Brief>
Can you copy the rows below word for word, without changing anything?

(Point placement rows)

※ ※ ※

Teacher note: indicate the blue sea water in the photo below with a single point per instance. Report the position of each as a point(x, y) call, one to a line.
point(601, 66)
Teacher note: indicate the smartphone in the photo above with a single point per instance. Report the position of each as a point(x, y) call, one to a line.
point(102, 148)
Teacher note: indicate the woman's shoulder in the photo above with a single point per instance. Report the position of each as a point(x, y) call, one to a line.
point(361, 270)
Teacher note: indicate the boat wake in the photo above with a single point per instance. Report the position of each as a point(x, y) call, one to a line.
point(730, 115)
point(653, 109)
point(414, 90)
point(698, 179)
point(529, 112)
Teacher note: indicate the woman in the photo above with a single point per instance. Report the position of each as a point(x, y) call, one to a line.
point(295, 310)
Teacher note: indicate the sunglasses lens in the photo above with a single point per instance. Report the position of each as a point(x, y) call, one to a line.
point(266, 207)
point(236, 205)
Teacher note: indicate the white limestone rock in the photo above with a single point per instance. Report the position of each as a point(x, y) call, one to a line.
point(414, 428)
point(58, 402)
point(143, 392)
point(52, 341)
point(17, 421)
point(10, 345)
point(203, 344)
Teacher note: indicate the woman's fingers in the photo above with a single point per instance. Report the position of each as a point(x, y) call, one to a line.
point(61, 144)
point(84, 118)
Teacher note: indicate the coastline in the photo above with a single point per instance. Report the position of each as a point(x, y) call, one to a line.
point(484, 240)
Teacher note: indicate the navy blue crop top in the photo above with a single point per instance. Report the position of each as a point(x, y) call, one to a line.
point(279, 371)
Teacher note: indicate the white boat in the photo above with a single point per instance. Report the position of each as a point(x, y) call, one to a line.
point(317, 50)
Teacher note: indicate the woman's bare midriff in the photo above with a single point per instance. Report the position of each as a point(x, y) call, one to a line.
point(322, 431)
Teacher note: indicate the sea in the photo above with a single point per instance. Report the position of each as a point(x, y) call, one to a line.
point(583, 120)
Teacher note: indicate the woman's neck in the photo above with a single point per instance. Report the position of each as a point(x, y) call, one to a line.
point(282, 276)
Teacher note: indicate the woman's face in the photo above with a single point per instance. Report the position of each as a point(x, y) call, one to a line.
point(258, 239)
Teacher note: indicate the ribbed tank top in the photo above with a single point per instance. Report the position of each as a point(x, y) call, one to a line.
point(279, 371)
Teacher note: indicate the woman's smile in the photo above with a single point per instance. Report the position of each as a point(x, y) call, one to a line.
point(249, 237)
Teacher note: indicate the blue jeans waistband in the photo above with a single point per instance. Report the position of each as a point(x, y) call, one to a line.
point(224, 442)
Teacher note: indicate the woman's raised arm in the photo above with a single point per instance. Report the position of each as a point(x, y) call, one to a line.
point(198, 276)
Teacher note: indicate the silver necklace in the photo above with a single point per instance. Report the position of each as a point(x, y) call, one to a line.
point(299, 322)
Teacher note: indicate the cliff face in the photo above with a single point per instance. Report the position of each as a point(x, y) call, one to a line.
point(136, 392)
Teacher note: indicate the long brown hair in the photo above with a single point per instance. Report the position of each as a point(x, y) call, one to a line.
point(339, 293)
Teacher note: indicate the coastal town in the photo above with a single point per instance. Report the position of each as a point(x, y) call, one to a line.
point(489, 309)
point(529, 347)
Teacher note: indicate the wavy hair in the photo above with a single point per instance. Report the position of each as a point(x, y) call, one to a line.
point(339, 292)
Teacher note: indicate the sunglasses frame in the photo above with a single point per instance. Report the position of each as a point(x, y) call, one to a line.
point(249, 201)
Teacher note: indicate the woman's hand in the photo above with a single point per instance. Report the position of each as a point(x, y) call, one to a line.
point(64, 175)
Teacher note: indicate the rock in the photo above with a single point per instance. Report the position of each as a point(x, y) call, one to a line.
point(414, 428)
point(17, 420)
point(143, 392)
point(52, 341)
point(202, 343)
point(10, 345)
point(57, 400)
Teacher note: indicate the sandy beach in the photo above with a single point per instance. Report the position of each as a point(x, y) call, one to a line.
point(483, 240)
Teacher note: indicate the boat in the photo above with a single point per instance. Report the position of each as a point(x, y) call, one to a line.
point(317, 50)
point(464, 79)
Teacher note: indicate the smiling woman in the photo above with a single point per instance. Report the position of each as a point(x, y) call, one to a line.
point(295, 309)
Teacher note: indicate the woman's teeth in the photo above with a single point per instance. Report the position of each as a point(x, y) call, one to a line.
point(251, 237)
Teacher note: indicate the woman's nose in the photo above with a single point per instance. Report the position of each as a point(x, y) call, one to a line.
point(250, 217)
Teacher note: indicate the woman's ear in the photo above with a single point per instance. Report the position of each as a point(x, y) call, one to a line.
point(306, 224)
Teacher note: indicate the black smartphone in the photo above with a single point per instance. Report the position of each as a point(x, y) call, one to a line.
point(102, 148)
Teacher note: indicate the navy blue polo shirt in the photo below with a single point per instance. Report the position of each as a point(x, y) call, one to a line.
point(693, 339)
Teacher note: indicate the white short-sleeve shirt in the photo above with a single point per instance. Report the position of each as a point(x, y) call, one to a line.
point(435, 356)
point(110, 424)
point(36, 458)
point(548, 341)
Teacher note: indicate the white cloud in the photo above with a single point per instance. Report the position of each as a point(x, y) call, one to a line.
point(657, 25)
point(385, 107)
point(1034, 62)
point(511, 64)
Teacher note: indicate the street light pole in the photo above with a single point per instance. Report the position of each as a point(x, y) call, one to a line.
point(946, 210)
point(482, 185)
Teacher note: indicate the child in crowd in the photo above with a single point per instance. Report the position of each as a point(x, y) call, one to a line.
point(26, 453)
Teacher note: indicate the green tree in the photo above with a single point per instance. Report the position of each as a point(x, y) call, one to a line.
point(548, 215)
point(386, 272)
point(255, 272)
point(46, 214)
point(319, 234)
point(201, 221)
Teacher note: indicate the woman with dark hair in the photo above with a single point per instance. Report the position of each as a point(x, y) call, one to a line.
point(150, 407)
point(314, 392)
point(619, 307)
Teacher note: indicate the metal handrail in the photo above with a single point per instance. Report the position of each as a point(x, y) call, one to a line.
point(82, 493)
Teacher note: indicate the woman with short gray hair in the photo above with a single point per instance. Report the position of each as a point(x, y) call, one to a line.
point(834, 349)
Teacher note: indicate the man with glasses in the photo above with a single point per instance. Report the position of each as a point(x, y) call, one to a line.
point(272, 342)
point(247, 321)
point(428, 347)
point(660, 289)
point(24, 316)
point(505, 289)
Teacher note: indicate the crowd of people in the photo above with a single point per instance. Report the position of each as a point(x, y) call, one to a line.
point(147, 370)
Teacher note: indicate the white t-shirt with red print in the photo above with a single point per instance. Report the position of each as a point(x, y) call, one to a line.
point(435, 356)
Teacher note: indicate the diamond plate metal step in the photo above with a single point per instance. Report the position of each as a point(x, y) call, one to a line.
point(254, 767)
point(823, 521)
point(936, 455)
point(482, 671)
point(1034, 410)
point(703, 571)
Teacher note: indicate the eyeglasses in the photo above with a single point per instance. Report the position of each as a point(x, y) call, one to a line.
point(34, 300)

※ ※ ※

Solution>
Teacher note: indicate the blue sea water in the photo below with a single point per instance. Report the position of each as a point(x, y) call, one to a line.
point(601, 66)
Teacher note: indicate the smartphone in the photo above with a single point per instance. Report the position of each as a point(x, y) call, one to a line.
point(102, 148)
Teacher note: indicate the woman's shoulder in the photo above with a single point per instance. Report the position of each as a point(x, y) call, one to a line.
point(361, 270)
Teacher note: indicate the boat wake in the photo above with a single point per instance. Report the position of each as a point(x, y) call, one to a line.
point(730, 115)
point(653, 109)
point(414, 90)
point(698, 179)
point(529, 112)
Teacher note: indicate the woman in the photo above with a single point per instance. Report the position of each as a point(x, y) call, one to a line.
point(295, 310)
Teacher note: indicate the sunglasses lens in the photo above with a single point per instance. Report the position of each as a point(x, y) call, one to a line.
point(266, 207)
point(236, 205)
Teacher note: indicate the white limestone rock in the photo above with a single point per instance. Report the position of each as a point(x, y) call, one to a line.
point(414, 428)
point(58, 402)
point(143, 392)
point(52, 341)
point(17, 421)
point(10, 345)
point(203, 344)
Teacher note: indicate the woman's fingers in the photo above with a single point per instance. Report the position of each as a point(x, y) call, one to a line.
point(61, 144)
point(84, 118)
Teacher note: indicate the coastline in the photo above with a single point per instance. Report the position of each as a point(x, y) call, one to a line.
point(484, 240)
Teacher note: indicate the navy blue crop top in the photo above with a single point per instance. Report the position of each as a point(x, y) call, one to a line.
point(279, 371)
Teacher note: indicate the white boat in the photo above with a single point per instance. Report the position of each as a point(x, y) call, one to a line.
point(317, 50)
Teacher note: indicate the woman's bare midriff in the photo above with a single point per instance. Report the position of each as a point(x, y) call, one to a line.
point(322, 431)
Teacher note: indicate the sea in the photo above with a single point per instance. Report the position of each as a point(x, y) call, one to a line.
point(583, 120)
Teacher note: indicate the woman's neck in the photo above with a single point per instance. Report the position of each as a point(x, y) call, one to a line.
point(282, 276)
Teacher note: indicate the woman's face in the photo above with a single point per instance. Report the position of each as a point(x, y) call, one to a line.
point(258, 239)
Teacher note: indicate the ribbed tank top in the photo above with a single point per instance. Report the position of each as a point(x, y) call, one to a line.
point(279, 371)
Teacher note: indicate the woman's smile in the photo above with a single point per instance. Report the position of each as a point(x, y) call, one to a line.
point(249, 237)
Teacher note: indicate the blue jeans waistband in the photo above with a single point per instance. Report the position of each as a point(x, y) call, one to a line.
point(224, 442)
Teacher note: indicate the woman's raised arm in the photo above with a single point per instance. Report the position of each as a point(x, y) call, one to a line.
point(198, 276)
Teacher note: indicate the silver necklace in the photo above with a single point per instance. Report the position of each as a point(x, y) call, one to a line.
point(299, 322)
Teacher note: indicate the cliff face in the photo above with a single point per instance. Report the position of each as a point(x, y) call, one to a line.
point(136, 392)
Teacher note: indicate the long brown hair in the photo above with a single point per instance. Report the position of each as a point(x, y) call, one to a line.
point(339, 293)
Teacher note: indicate the coastal town in the photo above with a single point per instance. Report the position of each as a point(x, y) call, one to a line.
point(489, 309)
point(529, 347)
Teacher note: indicate the wavy hair in the photo above with a single point per instance. Report the position of each as a point(x, y) call, one to a line.
point(339, 292)
Teacher note: indicate the sunglasses frame in the photo above with a single point per instance. Report the position of each as a point(x, y) call, one to a line.
point(249, 201)
Teacher note: indicate the woman's hand in the photo above with a single point per instance. Report the position of each as a point(x, y) call, one to a line.
point(64, 175)
Teacher note: indicate the rock in the photo above with a single point per instance. Report the position of each as a point(x, y) call, one to a line.
point(414, 428)
point(17, 420)
point(143, 392)
point(52, 341)
point(202, 343)
point(10, 345)
point(57, 400)
Teacher note: indicate the sandy beach in the photo above with a single point per instance. Report the position of each as a point(x, y) call, one to a line.
point(483, 240)
Teacher note: indicate the boat in the photo above with a single point per instance. Report the position of each as a point(x, y) call, one to a line.
point(317, 50)
point(464, 79)
Teacher note: indicate the smiling woman in the photo above with a single point per instance. Report the position of each as a point(x, y) call, one to a line.
point(295, 309)
Teacher note: indicate the woman's teeth in the photo above with a single point per instance. Report the position of each as a point(x, y) call, one to a line.
point(251, 237)
Teacher note: indicate the woman's nose in the photo above with a single point per instance. Report the position of each as a point(x, y) call, one to a line.
point(250, 217)
Teacher note: indicate the woman's ear in the photo above with a single point per instance. Report the position of each as a point(x, y) call, one to a line.
point(306, 224)
Teacher note: indicate the black smartphone in the photo above with a single point per instance. Report the position of each as a point(x, y) call, one to a line.
point(102, 148)
Teacher note: indicate the navy blue polo shirt in the photo below with a single point per instance. Report the position of each as a point(x, y) call, one to a line.
point(693, 339)
Teacher note: indicate the white short-sleeve shirt in the photo above with a single point per instance. Report the position of each as a point(x, y) call, one to a line.
point(435, 356)
point(110, 424)
point(36, 458)
point(548, 341)
Teacher note: indicate the white cloud in the photo above with a single point per instance. Report the position of each as a point(x, y) call, one to a line.
point(657, 25)
point(385, 107)
point(1034, 62)
point(511, 64)
Teacher note: indicate the street light pole in the photo above with a single point per instance. Report the position of each as a point(x, y) call, one to a line.
point(946, 210)
point(482, 185)
Teacher note: indicate the child in crowd in the photo above with a single point per instance. Report the position of each as a point(x, y) call, one to a line.
point(26, 453)
Teacher note: indicate the green tree in the photo above with a single point per instance. Report the position of each as a point(x, y) call, one to a line.
point(548, 215)
point(386, 272)
point(255, 272)
point(46, 214)
point(319, 234)
point(201, 221)
Teacher note: indicate the woman with dark hair in the photo above with a single point per instance. Report the position of each as a point(x, y) call, one to a line.
point(150, 407)
point(314, 392)
point(619, 307)
Teacher note: indicate the metal handrail in the photo above with a single point per instance. Report the position of each as a point(x, y) call, one to a line.
point(82, 493)
Teacher note: indicate the woman with short gray hair in the photo above with a single point per instance. Report the position of each as a point(x, y) call, one to a line.
point(834, 349)
Teacher note: indicate the man with glasses in the photo above with a single point per instance. Report the position of each as a point(x, y) call, one to a line.
point(272, 342)
point(247, 321)
point(428, 347)
point(660, 289)
point(24, 316)
point(505, 289)
Teacher note: indicate the crowd of people in the photo above with a single point per instance. Report the position of each as a point(x, y) call, one to a line.
point(147, 370)
Teacher note: indicate the white t-shirt with red print in the photo above with a single point per instance. Report the position of each as a point(x, y) call, one to a line.
point(435, 356)
Teacher note: indicate the diamond plate metal step in the photo above with a single point per instance. Report the position of each as a point(x, y) call, one to a line.
point(254, 767)
point(823, 521)
point(936, 455)
point(482, 671)
point(1034, 410)
point(703, 571)
Teacher note: indicate the eyeglasses in the photo above with a single point per instance. Report the position of each as a point(x, y) call, one to a line.
point(34, 300)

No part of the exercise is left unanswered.